[Point-per-instance localization data]:
- Opening Delimiter -

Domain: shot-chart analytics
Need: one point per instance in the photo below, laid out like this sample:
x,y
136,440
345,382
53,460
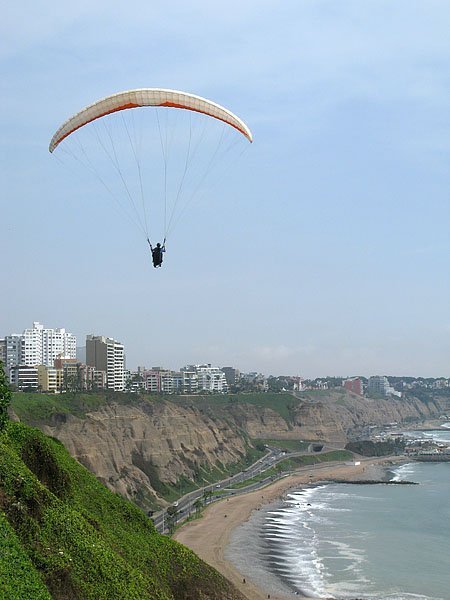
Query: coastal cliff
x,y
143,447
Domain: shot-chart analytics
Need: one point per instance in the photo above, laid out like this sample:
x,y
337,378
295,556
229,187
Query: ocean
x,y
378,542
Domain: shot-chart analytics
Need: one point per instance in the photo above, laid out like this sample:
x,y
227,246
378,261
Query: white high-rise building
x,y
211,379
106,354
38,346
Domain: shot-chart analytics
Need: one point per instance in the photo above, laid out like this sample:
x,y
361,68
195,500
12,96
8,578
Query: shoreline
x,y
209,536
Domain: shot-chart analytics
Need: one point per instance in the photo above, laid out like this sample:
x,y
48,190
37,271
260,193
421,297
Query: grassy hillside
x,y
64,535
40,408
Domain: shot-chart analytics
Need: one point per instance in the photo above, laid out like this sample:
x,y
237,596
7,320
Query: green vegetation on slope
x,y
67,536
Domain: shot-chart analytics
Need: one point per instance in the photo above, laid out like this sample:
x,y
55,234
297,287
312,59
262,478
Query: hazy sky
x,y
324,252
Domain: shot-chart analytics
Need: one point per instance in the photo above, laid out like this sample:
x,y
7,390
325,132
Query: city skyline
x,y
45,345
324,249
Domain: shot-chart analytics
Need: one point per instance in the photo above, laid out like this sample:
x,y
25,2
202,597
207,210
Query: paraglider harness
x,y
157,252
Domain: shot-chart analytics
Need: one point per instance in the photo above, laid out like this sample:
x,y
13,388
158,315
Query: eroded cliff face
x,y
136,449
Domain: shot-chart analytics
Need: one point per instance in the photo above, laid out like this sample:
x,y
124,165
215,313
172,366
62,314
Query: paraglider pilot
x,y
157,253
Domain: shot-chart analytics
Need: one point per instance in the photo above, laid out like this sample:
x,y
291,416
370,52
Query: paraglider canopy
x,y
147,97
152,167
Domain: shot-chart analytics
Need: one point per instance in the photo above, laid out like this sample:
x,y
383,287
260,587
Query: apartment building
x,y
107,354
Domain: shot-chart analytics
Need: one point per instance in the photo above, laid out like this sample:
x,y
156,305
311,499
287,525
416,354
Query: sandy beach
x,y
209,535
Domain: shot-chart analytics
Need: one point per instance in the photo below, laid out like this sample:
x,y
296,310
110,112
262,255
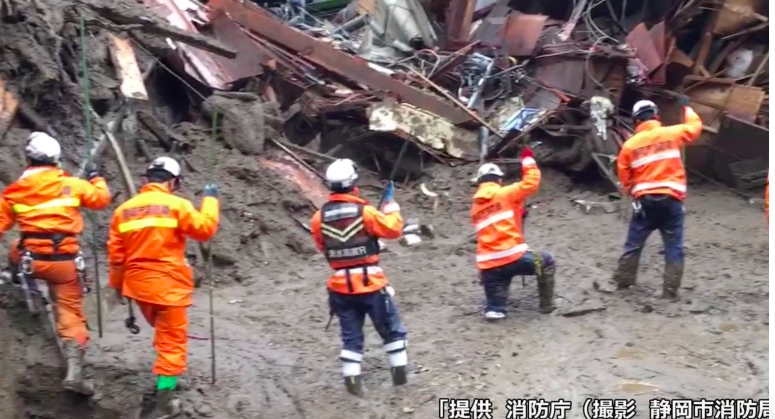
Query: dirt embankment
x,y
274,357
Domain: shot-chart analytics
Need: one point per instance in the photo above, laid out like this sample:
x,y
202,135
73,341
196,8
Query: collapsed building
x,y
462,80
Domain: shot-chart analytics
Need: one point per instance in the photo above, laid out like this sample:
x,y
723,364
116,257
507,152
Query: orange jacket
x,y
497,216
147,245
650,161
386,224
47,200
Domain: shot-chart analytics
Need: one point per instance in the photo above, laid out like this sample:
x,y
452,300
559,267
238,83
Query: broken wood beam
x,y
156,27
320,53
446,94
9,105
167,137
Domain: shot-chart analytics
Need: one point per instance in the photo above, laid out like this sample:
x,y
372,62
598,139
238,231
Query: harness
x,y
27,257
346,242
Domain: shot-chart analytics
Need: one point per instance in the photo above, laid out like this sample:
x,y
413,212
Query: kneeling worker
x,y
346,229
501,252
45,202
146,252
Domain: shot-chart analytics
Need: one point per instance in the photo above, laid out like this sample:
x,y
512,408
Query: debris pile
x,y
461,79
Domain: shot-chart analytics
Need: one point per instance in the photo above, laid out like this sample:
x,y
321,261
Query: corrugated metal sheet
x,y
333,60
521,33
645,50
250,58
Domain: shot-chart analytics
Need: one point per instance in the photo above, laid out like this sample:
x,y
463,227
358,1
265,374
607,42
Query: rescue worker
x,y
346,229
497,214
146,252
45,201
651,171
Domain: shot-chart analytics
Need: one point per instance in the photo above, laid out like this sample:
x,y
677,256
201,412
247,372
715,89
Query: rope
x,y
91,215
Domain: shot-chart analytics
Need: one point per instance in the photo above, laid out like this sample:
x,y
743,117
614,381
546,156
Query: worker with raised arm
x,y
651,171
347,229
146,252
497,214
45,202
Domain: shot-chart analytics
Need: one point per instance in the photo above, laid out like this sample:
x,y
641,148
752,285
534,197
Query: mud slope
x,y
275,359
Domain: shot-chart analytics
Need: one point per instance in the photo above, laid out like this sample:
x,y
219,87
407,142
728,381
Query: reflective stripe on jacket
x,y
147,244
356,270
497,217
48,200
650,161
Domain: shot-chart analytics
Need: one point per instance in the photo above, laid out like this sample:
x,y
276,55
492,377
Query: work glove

- Closing Delimiter -
- Opening Delimiter -

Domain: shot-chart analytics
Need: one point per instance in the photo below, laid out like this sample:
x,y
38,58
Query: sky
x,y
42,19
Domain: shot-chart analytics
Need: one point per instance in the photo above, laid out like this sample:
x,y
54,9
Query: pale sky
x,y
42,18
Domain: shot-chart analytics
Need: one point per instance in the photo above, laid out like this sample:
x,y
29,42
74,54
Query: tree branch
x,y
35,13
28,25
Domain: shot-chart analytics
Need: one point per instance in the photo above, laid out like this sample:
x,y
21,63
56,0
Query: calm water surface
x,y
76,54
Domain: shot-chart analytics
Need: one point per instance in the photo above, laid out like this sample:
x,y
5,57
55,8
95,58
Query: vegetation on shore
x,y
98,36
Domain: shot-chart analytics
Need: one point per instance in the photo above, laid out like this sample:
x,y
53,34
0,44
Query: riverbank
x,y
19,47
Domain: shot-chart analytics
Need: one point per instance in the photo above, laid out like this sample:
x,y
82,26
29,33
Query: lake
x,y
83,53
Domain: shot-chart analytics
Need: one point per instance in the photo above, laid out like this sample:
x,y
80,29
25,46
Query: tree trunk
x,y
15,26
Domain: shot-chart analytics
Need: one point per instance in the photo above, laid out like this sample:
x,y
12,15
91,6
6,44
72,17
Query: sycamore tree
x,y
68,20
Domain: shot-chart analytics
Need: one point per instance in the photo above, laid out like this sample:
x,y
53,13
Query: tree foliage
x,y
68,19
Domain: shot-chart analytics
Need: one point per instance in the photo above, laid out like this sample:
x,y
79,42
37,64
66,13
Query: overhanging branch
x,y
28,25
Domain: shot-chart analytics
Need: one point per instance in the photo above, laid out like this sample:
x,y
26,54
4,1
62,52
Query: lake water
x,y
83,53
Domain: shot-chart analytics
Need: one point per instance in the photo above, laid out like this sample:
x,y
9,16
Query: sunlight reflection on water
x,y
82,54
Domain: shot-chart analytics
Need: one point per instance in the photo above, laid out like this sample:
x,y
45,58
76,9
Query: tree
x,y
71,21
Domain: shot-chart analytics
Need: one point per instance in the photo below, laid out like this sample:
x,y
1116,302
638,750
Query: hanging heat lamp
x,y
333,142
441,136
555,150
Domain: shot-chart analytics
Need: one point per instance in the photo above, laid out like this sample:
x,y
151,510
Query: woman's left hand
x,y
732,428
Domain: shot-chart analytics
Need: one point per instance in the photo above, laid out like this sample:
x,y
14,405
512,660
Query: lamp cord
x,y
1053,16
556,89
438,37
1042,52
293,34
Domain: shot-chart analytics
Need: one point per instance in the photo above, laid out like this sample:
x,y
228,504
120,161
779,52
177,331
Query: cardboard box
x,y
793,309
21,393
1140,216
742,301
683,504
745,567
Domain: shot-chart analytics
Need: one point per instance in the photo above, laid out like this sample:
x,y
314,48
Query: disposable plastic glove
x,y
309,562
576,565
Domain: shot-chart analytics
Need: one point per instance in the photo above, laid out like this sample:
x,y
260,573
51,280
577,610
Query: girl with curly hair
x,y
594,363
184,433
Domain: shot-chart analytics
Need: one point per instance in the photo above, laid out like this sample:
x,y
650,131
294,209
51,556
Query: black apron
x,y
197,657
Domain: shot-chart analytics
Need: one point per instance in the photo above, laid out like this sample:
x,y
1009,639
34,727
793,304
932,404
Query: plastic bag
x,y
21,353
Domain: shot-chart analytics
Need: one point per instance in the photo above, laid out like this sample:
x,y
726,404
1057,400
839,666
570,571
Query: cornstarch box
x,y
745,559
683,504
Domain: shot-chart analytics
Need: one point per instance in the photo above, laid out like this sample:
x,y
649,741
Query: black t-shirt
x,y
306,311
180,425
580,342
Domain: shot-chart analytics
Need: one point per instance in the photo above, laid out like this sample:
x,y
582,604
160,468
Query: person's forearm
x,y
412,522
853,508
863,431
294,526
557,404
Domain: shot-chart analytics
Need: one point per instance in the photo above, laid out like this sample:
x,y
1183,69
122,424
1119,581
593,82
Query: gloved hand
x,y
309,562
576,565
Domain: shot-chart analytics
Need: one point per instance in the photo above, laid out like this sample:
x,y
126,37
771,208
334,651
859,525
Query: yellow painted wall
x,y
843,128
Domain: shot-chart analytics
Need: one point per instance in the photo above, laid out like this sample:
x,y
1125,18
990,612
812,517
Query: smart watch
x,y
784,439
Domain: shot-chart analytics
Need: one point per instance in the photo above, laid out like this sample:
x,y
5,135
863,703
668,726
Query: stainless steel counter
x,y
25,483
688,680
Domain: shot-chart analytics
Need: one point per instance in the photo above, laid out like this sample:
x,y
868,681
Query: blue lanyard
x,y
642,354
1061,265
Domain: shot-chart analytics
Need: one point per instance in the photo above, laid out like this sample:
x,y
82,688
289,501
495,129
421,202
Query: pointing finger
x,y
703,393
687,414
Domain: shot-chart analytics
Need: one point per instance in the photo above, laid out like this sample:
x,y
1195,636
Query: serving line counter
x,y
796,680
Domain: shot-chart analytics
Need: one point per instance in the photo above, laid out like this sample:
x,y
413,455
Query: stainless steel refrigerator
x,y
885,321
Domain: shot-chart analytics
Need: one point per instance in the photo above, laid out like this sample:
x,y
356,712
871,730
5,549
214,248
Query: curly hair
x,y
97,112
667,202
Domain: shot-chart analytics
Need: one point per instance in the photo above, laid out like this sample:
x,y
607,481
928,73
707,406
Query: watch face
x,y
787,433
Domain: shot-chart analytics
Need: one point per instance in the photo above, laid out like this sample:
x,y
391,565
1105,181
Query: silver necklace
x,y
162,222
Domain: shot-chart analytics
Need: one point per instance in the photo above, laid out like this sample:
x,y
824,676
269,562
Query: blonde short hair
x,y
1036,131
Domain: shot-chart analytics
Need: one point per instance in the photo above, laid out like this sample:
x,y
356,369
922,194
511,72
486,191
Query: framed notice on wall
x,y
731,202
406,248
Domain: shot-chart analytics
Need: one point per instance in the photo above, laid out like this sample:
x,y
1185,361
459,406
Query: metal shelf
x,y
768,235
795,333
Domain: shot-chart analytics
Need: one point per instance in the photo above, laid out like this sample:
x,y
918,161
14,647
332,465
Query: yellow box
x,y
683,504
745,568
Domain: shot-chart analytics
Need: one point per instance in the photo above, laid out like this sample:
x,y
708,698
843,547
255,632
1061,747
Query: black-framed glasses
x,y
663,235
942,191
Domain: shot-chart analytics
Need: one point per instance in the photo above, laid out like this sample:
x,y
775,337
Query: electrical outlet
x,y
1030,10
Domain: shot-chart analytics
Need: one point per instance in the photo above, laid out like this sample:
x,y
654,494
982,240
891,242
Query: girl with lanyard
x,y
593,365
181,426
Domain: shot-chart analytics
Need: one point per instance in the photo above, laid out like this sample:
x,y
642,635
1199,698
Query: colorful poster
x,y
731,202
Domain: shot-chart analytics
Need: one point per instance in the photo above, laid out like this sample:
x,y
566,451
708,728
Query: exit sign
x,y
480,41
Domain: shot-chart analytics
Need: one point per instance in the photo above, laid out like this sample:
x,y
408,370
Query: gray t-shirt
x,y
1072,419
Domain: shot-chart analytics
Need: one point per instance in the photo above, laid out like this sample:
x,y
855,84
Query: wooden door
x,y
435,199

- Closing Delimiter -

[The task]: Your reply is to repeat, unchanged, the lines above running from the one with "Query: harness" up to and including the one with "Query: work glove".

[Response to this exercise]:
Query: harness
x,y
27,257
346,242
Domain: shot-chart analytics
Need: one point per instance in the photo above, laid out like this sample:
x,y
413,212
Query: kneeling worker
x,y
346,229
501,252
45,202
146,252
Domain: shot-chart analytics
Need: one point per instance in the photo above, laid out like this sample:
x,y
512,408
Query: debris pile
x,y
461,79
Domain: shot-chart analytics
Need: one point per instance in the photo above, laid out like this sample:
x,y
321,261
Query: corrugated metal sheet
x,y
333,60
521,33
645,50
250,58
Domain: shot-chart analytics
Need: one point per instance in the photo above, laid out like this sample:
x,y
463,227
358,1
265,374
607,42
Query: rescue worker
x,y
346,229
497,214
146,252
45,201
651,171
Domain: shot-chart analytics
Need: one point per instance in the photo above, laid out like this sample:
x,y
677,256
201,412
247,372
715,89
Query: rope
x,y
91,215
Domain: shot-chart analytics
Need: one point per instance in the photo above, laid out like this sample:
x,y
743,117
614,381
546,156
Query: worker with raised arm
x,y
651,171
347,229
146,252
497,214
45,202
Domain: shot-chart analytics
Need: one point per instance in the photo above, laid out like this sample:
x,y
641,148
752,285
534,197
Query: mud slope
x,y
275,359
Domain: shot-chart analytics
Need: one point per instance in the photo above, laid out like this sample:
x,y
219,87
407,142
728,381
Query: reflective stripe on jacket
x,y
147,244
356,270
497,217
48,200
650,161
Domain: shot-chart analytics
Need: one point per instance in the photo above, laid out like this sample:
x,y
276,55
492,377
Query: work glove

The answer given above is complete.